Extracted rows
=-=-=

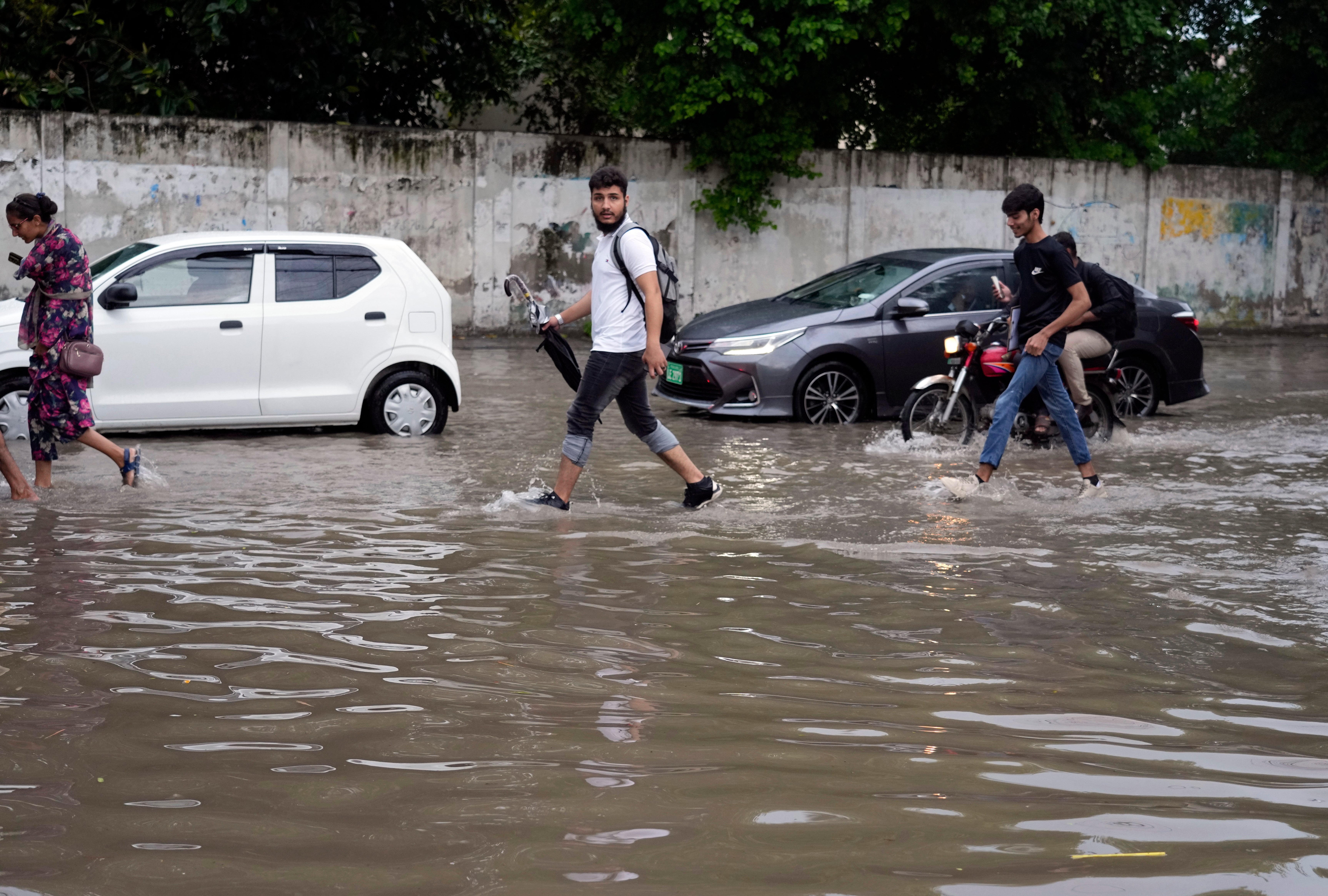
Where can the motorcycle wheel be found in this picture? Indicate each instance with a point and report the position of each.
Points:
(1101, 419)
(915, 419)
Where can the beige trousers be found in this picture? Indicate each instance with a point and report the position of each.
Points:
(1079, 346)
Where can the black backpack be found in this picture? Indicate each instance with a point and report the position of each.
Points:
(1128, 322)
(666, 269)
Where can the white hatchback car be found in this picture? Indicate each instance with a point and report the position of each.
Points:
(259, 330)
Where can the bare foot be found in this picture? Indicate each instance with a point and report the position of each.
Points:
(128, 478)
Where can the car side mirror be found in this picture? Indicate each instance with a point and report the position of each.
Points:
(910, 308)
(119, 295)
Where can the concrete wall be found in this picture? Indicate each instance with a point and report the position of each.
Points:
(1245, 248)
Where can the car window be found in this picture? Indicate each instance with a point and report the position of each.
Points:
(212, 279)
(854, 286)
(108, 262)
(313, 278)
(353, 273)
(959, 291)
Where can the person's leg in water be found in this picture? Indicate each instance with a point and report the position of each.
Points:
(1063, 412)
(44, 451)
(606, 379)
(1027, 375)
(605, 376)
(19, 488)
(92, 439)
(635, 404)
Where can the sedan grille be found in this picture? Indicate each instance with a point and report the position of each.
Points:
(698, 384)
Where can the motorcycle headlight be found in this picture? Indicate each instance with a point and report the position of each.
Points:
(763, 344)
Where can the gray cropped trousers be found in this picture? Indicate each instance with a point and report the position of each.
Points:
(611, 376)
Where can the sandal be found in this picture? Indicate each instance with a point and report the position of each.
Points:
(131, 468)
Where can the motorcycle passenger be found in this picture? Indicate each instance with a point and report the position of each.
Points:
(1094, 334)
(1051, 298)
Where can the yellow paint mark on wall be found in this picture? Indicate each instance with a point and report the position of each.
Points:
(1185, 217)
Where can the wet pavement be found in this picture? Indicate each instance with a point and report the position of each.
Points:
(331, 663)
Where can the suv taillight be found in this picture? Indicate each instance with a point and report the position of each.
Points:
(1188, 319)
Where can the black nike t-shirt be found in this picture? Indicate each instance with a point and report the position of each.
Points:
(1046, 277)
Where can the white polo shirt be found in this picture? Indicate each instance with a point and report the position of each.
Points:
(617, 318)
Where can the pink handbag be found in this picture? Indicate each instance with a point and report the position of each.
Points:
(80, 360)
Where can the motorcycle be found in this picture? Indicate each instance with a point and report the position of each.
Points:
(981, 368)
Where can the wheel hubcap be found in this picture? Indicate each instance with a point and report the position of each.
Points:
(410, 409)
(832, 399)
(1136, 393)
(14, 416)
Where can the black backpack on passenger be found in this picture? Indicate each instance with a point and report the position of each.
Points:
(1128, 322)
(666, 269)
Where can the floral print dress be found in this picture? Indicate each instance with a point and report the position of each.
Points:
(58, 404)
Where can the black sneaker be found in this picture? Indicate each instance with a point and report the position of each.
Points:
(549, 500)
(699, 494)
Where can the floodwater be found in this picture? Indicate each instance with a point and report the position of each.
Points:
(347, 664)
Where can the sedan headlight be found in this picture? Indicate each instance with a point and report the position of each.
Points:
(763, 344)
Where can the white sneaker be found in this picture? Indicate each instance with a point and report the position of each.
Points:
(965, 486)
(1088, 490)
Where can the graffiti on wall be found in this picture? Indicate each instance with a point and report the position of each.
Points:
(1218, 221)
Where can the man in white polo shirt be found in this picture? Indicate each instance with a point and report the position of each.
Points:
(626, 331)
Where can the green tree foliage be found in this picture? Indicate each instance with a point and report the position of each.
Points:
(1283, 117)
(394, 63)
(754, 84)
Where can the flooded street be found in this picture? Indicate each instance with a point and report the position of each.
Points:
(333, 663)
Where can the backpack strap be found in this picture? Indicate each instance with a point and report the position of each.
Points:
(622, 266)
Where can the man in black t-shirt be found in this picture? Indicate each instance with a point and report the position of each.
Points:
(1101, 326)
(1051, 298)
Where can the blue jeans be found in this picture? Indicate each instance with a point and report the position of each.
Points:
(1036, 371)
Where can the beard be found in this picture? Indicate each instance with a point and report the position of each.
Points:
(610, 228)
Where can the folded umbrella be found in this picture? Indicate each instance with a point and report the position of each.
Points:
(562, 355)
(554, 346)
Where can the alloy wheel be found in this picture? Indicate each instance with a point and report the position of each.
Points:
(410, 409)
(832, 398)
(1137, 392)
(14, 416)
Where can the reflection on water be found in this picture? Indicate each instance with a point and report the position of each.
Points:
(335, 663)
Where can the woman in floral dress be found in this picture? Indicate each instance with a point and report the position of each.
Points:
(58, 311)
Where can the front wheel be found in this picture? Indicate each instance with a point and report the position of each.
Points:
(1140, 388)
(407, 403)
(1101, 420)
(831, 393)
(14, 409)
(924, 409)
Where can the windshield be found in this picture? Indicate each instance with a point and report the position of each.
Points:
(854, 286)
(108, 262)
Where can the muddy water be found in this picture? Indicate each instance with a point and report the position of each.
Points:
(337, 663)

=-=-=

## Stated task
Could you format every line of the rows above as a JSON list of strings, one string per line, with blank lines and the pictures left out?

## Answer to the problem
[
  "Where can the motorcycle wheel be found in this picture? Indicate each instance with a point and report the position of each.",
  "Points:",
  "(1101, 419)",
  "(915, 419)",
  "Where can the beige trousers be found in this picture? Indicate each instance with a point and report the position of each.",
  "Points:",
  "(1079, 346)",
  "Where can the black backpack be found in this picture? Indicate each instance with a point and report the position of each.",
  "Points:",
  "(1128, 322)",
  "(666, 269)",
  "Where can the white hatchback car be found in this picture? Indicate each instance with a point and report the position of each.",
  "Points:",
  "(259, 330)",
  "Where can the bare foot be found in this picture? Indicate each instance with a point and report the position of each.",
  "Points:",
  "(128, 478)",
  "Where can the car side mirror be found in this picture? Indicate each instance with a point and report the position of each.",
  "Points:",
  "(910, 308)",
  "(119, 295)",
  "Where can the concrete wall be found in this picture? Indicate each instance with a point and report the position of each.",
  "Points:",
  "(1245, 248)",
  "Where can the car window be found in this picture? Indicate each instance with a point and report the position of each.",
  "Points:",
  "(212, 279)",
  "(854, 286)",
  "(108, 262)",
  "(313, 278)",
  "(353, 273)",
  "(959, 291)",
  "Where can the person's leg in water be found in this picture? Indicate each instance with a point and report the position of each.",
  "Points:",
  "(1063, 412)",
  "(44, 451)",
  "(606, 379)",
  "(1027, 375)",
  "(605, 376)",
  "(19, 488)",
  "(92, 439)",
  "(635, 404)",
  "Where can the sedan grille be found in this picture? Indicate each instance with a point and report the position of each.",
  "Points:",
  "(698, 384)",
  "Where can the motorcycle headlight be found in this picture? Indicate each instance with a point and report the position of each.",
  "Points:",
  "(763, 344)",
  "Where can the gray cropped trousers be found in this picture? Indicate each instance with a point and report the position of each.",
  "Points:",
  "(611, 376)",
  "Where can the sandal be found in this picture? Indicate each instance with a point and report the position of each.",
  "Points:",
  "(131, 468)",
  "Where can the motorcycle passenger be found in this picture? Indicate each instance with a point and report the position of each.",
  "Points:",
  "(1094, 334)",
  "(1051, 298)",
  "Where can the yellow paint mark on wall be found in this picture? Indicate each instance with a point and report the position of each.",
  "Points:",
  "(1185, 217)",
  "Where can the wet pavement be found in this picture? Indicate each instance with a point and report the position of each.",
  "Points:",
  "(331, 663)",
  "Where can the suv taillight be found in this picture? Indicate each instance with a point and report the position of each.",
  "Points:",
  "(1188, 319)",
  "Where can the black nike t-shirt be found in this picture? Indicate each instance with a point and report the position of each.",
  "Points:",
  "(1046, 277)",
  "Where can the white polo shirt be found in this picture? Indicate each instance with a point and report the position of each.",
  "Points:",
  "(617, 318)",
  "Where can the pink handbag be found in this picture? Indicate each instance with a point and report the position of each.",
  "Points:",
  "(80, 360)",
  "Where can the motorcycle be found in this picture? Indicate each instance with a point and report the position of each.",
  "Points:",
  "(981, 368)",
  "Where can the wheel hubcap be found in this picture? Indicate each instance with a point and report the position of each.",
  "Points:",
  "(410, 409)",
  "(832, 399)",
  "(1136, 393)",
  "(14, 416)",
  "Where can the black backpack on passenger be found in this picture? Indicate each instance with a point and report the position of each.",
  "Points:",
  "(1128, 322)",
  "(666, 269)",
  "Where can the floral print dress be found in this picture? Indicate each instance with a point and report the position of each.",
  "Points:",
  "(58, 404)",
  "Where can the black sneaker be found in this picture? Indicate each instance with a point and report the position of each.",
  "Points:",
  "(549, 500)",
  "(699, 494)",
  "Where can the floodwater be found in this picture? Indicate each instance with a point and report the position of each.",
  "Points:",
  "(347, 664)",
  "Where can the sedan headlight be found in this picture? Indicate each instance with a point and report the position of each.",
  "Points:",
  "(763, 344)",
  "Where can the white sneaker be found in this picture? Indicate each instance with a point and report the position of each.",
  "Points:",
  "(965, 486)",
  "(1088, 490)",
  "Where can the graffiti on wall be found in this picture? Indicate each instance with a point and report the position of each.",
  "Points:",
  "(1218, 221)",
  "Where can the man in white polo shirt be found in this picture? Indicate each instance with a point and report the position of each.",
  "Points:",
  "(626, 331)",
  "Where can the green tree foliage be found in this picture? Indicate each instance with a point and report the position of each.",
  "Points:",
  "(1283, 117)",
  "(394, 63)",
  "(754, 84)",
  "Where can the flooded street be found in this picture? Indicate each instance with a point and report the position of each.",
  "Points:",
  "(333, 663)",
  "Where can the backpack strap be found in this picture? Indicate each instance with a point and report the position of each.",
  "Points:",
  "(622, 266)",
  "Where can the man in black t-shirt be found in this picture? Indicate each instance with a point and report the position of each.",
  "Points:",
  "(1101, 326)",
  "(1051, 298)",
  "Where can the blue jeans be found in this picture? Indicate each instance with a point and report the position of each.",
  "Points:",
  "(1036, 371)",
  "Where can the beard be found in this picture? Indicate each instance with a point and report the position of each.",
  "Points:",
  "(610, 228)",
  "Where can the folded umbrella be found in this picture? Indicate each instance with a point and report the position of each.",
  "Points:",
  "(562, 355)",
  "(554, 346)",
  "Where can the alloy wheel be found in this picture? Indicate each instance with a point and report the position of each.",
  "Points:",
  "(410, 409)",
  "(832, 398)",
  "(1137, 392)",
  "(14, 416)",
  "Where can the reflection on water be found in this picture? Indicate each instance with a point and report the position of each.",
  "Points:",
  "(335, 663)",
  "Where can the woman in floral dress be found in this picture? Indicate each instance with a point and report the position of each.",
  "Points:",
  "(58, 311)",
  "Where can the front wheel be found in this picture? Indicate each instance with a point and report the position of each.",
  "Points:",
  "(1140, 388)",
  "(407, 403)",
  "(1101, 420)",
  "(831, 393)",
  "(14, 409)",
  "(924, 409)",
  "Where can the windshield be found in this picture? Indicate each instance with a point and report the position of each.",
  "Points:",
  "(854, 286)",
  "(108, 262)",
  "Where can the muddy water be found in this picture? Indicate each instance with a point and report the position of each.",
  "Points:",
  "(337, 663)"
]